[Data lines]
◆ ◆ ◆ ◆ ◆

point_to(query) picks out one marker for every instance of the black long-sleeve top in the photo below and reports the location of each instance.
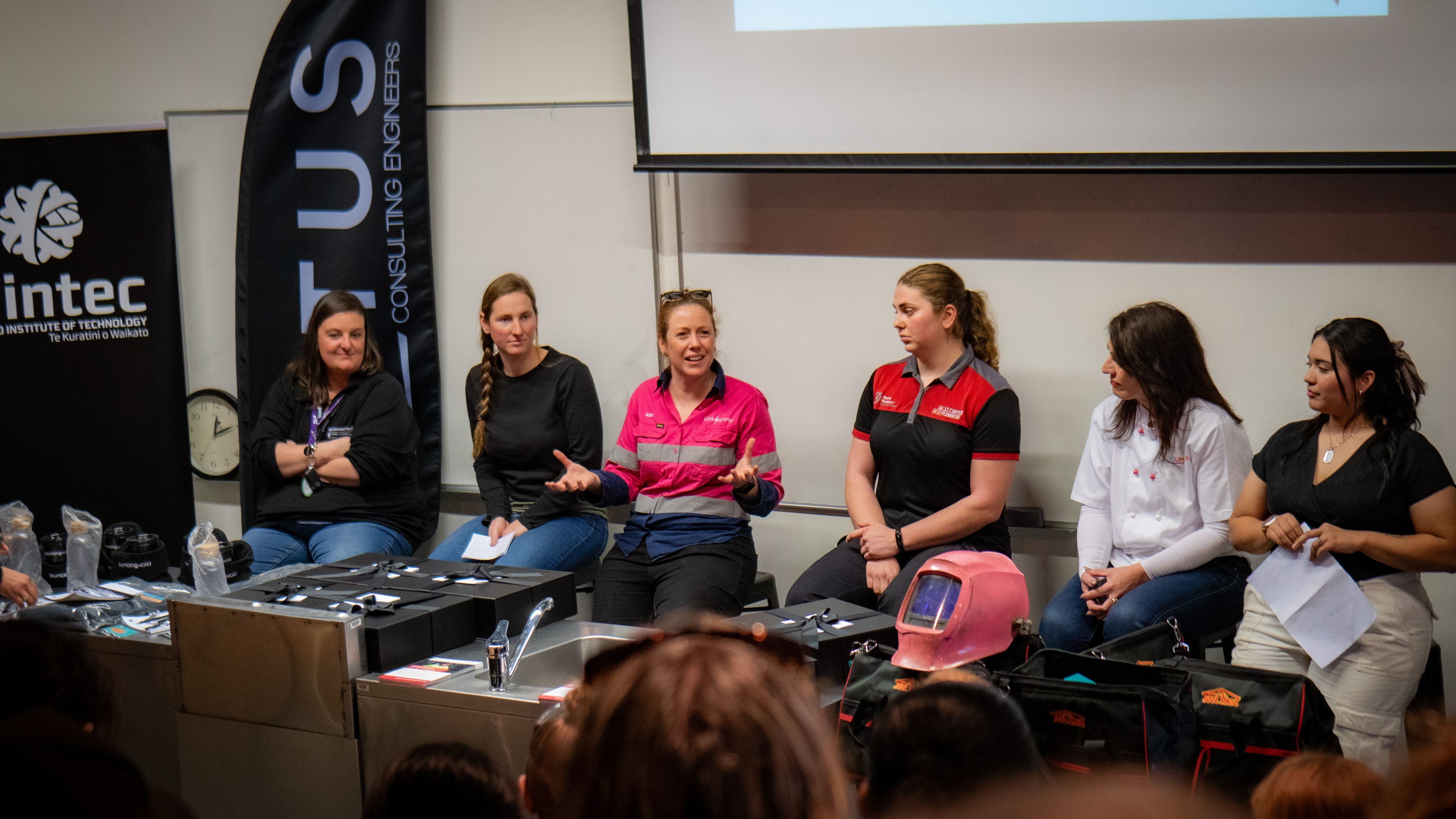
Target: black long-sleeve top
(384, 437)
(551, 408)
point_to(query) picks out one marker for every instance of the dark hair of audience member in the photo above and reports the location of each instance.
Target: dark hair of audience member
(704, 726)
(1427, 790)
(943, 743)
(546, 764)
(443, 779)
(48, 667)
(1318, 786)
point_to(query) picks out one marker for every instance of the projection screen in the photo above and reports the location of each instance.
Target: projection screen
(1045, 84)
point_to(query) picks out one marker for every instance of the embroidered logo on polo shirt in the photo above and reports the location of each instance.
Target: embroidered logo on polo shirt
(1221, 697)
(1069, 718)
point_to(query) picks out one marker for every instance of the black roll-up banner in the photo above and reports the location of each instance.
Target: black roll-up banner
(335, 195)
(92, 386)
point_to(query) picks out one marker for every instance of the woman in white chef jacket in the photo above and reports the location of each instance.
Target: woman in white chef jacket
(1164, 463)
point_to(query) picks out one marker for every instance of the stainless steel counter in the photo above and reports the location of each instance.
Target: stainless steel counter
(397, 718)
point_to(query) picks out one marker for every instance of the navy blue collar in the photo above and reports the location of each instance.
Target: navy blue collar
(950, 377)
(720, 382)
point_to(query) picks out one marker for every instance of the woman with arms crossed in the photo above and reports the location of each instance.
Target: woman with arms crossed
(334, 450)
(526, 402)
(941, 430)
(696, 454)
(1160, 473)
(1380, 498)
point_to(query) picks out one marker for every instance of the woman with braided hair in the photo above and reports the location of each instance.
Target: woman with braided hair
(523, 402)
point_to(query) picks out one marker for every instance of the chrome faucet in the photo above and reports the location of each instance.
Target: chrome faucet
(501, 661)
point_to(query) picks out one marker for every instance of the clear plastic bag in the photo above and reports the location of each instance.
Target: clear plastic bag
(20, 539)
(82, 549)
(207, 562)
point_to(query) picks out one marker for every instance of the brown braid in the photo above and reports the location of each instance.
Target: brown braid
(504, 284)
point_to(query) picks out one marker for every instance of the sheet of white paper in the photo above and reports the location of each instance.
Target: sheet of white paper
(1318, 601)
(481, 547)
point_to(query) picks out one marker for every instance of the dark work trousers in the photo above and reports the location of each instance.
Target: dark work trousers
(634, 590)
(841, 575)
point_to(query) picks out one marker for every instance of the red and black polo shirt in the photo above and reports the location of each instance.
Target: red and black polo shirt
(925, 438)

◆ ◆ ◆ ◆ ◆

- [Exercise brief]:
Recast all the items above as a numbered list with one line per number. Skip any blank lines and leave the pictures out.

- [Result of this exercise]:
1. point_to(query) picks out one marker for every instance of the black long-sleeve top in the photo below and reports the location of each instance.
2. Target: black long-sleeve top
3. (384, 437)
4. (551, 408)
5. point_to(query) picks out one marker for every instance of the dark hair of audience member in the photo above and reports the location of each instance.
6. Target: dark hair of audience member
7. (704, 726)
8. (1427, 790)
9. (943, 743)
10. (546, 764)
11. (443, 779)
12. (48, 667)
13. (1318, 786)
14. point_to(query) picks out one marker for every instance of the projection screen in the photo above and reports the location of each instance.
15. Target: projection screen
16. (1045, 84)
17. point_to(query) picks out one marker for every instance of the embroidered logo on polo shirt in the photo above and reports the location of each instance.
18. Target: embroidered logo on polo shirt
19. (1221, 697)
20. (1069, 718)
21. point_to(query) picks out one marker for every instance of the black roll-up banner in the photo above and reports the location of each instance.
22. Target: black roll-up banner
23. (335, 195)
24. (92, 386)
25. point_to(query) picks out one marker for every instance of the woman in white chef jacket in the photo above and reports the location of each instance.
26. Target: woman in white chef jacket
27. (1164, 463)
28. point_to(query) picks out one marker for every instance of the stainless steel counter in the photo above and reports the location of each instance.
29. Target: stainless steel counter
30. (397, 718)
31. point_to(query) picks out one marker for every instance of the navy blue collar in the photo above and reports the location of each instance.
32. Target: navy blue collar
33. (950, 377)
34. (720, 382)
35. point_to(query) picks out one marker for every instance of the woman with arms crossed in the photo above and reports the location of each instance.
36. Target: woman with arms crossed
37. (334, 450)
38. (526, 402)
39. (941, 430)
40. (696, 454)
41. (1160, 473)
42. (1380, 498)
43. point_to(query) picks out one marker for every instance of the woman with braided hair in the photo above and reports the location of each instance.
44. Target: woman with braided hair
45. (523, 402)
46. point_to(query) picks out one marker for every instance of the chrome faucet in the photo above and reports the location of each instance.
47. Target: chrome faucet
48. (501, 661)
49. point_to(query) picks out one marker for every instance of the clear plastic bag in the photo above and reports the location of each instance.
50. Target: clear plastic bag
51. (20, 539)
52. (82, 549)
53. (207, 562)
54. point_to(query) picks out one marker for every instance of the brown braid in the photo above and reports the location of each instance.
55. Target: brown braid
56. (504, 284)
57. point_to(query) picks out one marker for every instance of the sheet of white paper in the photo above and reports the location of each instance.
58. Target: sheet of white paper
59. (1318, 601)
60. (481, 547)
61. point_to(query) picks out one marker for every instance of the dark work trousers in the photo above and reports the location of each instance.
62. Target: dark work trousers
63. (634, 590)
64. (841, 575)
65. point_to(query) picks out one marker for every instance of the red and black polo shirt in the photo above and reports the location of each instance.
66. Target: red and black polo shirt
67. (925, 438)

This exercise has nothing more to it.